Entrées de données recueillies
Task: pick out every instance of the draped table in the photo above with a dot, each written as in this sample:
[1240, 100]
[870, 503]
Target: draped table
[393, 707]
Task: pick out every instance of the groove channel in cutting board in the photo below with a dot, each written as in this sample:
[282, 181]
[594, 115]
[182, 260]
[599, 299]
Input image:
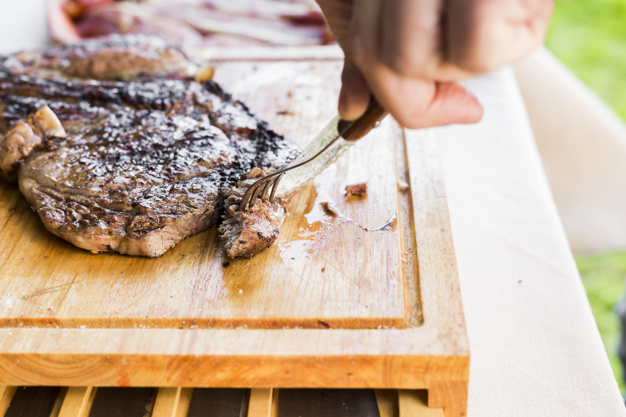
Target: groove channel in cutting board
[323, 272]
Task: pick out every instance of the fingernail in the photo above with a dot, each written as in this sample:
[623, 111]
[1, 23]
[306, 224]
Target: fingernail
[343, 101]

**Objectif de l'exercice**
Transformez toutes les lignes ci-dessus en une liste numérotée, sans les lignes vides. N'incluez pas les images dans votre réponse.

**Exercice corrigé**
1. Task: pick out every instance of the draped table in the photo above with a dot, each written as in this sample:
2. [1240, 100]
3. [870, 503]
4. Target: draped table
5. [393, 707]
6. Task: pick out every instance of the groove channel in cutting board in the photo below with a dot, each written as in this sample:
7. [282, 181]
8. [594, 115]
9. [182, 260]
10. [599, 299]
11. Input image:
12. Target: groove channel in cutting board
13. [323, 272]
14. Task: pick out every instance of the fingernail in the photo above with a dot, each written as in this sample:
15. [623, 111]
16. [1, 23]
17. [306, 224]
18. Target: fingernail
19. [343, 101]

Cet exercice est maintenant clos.